> _Required work_: Your task is to filter the data below down to the lines holding "pepsi".

Saved data entries
= = = =
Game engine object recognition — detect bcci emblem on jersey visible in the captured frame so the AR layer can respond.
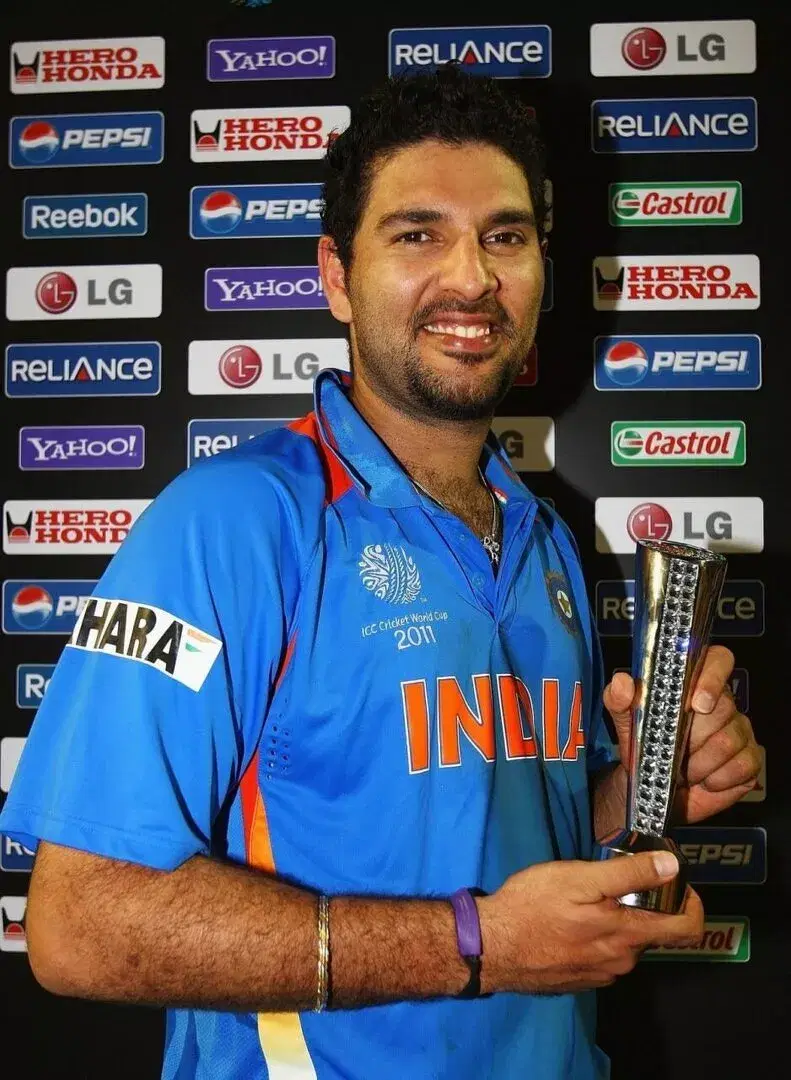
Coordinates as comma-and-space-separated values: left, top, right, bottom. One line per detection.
546, 571, 577, 635
358, 544, 422, 605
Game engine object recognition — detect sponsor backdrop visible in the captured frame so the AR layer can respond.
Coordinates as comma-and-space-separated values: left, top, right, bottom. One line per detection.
1, 1, 788, 1077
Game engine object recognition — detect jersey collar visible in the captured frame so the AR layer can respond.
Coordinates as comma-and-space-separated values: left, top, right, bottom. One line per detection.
313, 368, 536, 510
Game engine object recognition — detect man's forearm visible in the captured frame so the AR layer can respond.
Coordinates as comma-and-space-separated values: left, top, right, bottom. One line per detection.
28, 843, 470, 1011
592, 761, 628, 840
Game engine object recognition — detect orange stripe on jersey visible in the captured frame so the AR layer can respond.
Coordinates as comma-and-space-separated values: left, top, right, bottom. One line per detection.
239, 632, 297, 870
288, 412, 354, 504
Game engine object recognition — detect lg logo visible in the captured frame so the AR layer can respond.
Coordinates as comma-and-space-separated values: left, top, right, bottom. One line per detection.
499, 430, 525, 458
626, 502, 733, 544
219, 345, 262, 388
35, 271, 134, 314
35, 272, 77, 314
622, 26, 726, 71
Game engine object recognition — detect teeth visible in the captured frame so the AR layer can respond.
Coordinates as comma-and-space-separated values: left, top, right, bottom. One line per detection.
424, 323, 492, 339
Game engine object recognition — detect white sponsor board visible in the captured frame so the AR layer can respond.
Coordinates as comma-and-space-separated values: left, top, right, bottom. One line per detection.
190, 106, 350, 162
491, 416, 555, 471
3, 499, 151, 554
0, 737, 25, 793
595, 496, 763, 554
593, 254, 759, 311
590, 21, 756, 77
1, 896, 27, 952
188, 339, 349, 395
11, 36, 165, 93
6, 264, 162, 321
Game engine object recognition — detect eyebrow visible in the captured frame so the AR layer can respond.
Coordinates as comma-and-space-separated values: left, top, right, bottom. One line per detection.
375, 207, 537, 232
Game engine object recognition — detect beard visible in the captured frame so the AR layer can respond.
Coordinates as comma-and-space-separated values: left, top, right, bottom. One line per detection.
349, 292, 539, 423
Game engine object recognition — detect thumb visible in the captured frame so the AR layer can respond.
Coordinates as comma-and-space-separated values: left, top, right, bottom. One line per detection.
603, 670, 636, 747
576, 851, 680, 903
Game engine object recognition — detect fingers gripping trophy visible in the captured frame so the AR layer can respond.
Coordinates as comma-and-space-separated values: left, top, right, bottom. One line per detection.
596, 539, 728, 914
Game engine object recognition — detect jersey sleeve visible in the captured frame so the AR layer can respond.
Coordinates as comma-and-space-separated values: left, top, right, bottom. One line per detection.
0, 458, 304, 871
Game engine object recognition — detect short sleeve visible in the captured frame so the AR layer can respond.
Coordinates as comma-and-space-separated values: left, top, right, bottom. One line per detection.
0, 457, 303, 871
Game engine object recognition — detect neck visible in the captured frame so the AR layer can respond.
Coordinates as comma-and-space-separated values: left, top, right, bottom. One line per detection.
348, 369, 490, 499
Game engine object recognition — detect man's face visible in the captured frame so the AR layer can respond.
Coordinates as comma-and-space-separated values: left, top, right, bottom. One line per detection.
341, 138, 545, 422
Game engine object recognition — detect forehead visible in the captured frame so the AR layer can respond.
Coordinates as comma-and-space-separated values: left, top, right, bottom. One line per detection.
363, 139, 534, 220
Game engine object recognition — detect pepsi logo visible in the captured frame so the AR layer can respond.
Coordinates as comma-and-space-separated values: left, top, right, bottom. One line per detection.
603, 340, 649, 386
11, 585, 54, 629
199, 191, 243, 234
219, 345, 262, 388
35, 272, 78, 315
627, 502, 673, 543
18, 120, 60, 163
621, 27, 667, 70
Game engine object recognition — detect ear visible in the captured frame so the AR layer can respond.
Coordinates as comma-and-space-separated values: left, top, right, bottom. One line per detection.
318, 235, 352, 324
539, 237, 549, 262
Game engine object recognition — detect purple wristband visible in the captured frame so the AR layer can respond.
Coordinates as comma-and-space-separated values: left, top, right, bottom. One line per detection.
449, 888, 483, 959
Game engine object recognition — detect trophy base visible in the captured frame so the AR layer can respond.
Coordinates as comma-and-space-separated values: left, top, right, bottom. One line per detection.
593, 831, 688, 914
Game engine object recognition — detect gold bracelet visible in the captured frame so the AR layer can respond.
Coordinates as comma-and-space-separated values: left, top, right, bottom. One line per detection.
314, 894, 330, 1012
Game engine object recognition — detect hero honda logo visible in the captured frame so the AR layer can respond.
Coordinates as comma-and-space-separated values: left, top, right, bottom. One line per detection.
593, 256, 759, 311
594, 335, 761, 391
5, 342, 161, 398
190, 183, 323, 239
10, 111, 164, 168
595, 497, 764, 554
2, 580, 97, 634
1, 897, 27, 952
389, 25, 551, 78
591, 98, 757, 153
6, 264, 162, 321
3, 500, 151, 555
190, 106, 350, 162
10, 37, 165, 93
590, 21, 756, 77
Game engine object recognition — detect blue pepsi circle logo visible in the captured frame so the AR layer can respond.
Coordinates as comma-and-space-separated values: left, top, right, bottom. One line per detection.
= = = =
> _Reply_:
Game engine object recognition — detect pepsi logo visible in the captured frame so the AR layer can respond.
Game engine object recognition — detect blue pepsi circle logo visible in the captured frame so the AR layer can respond.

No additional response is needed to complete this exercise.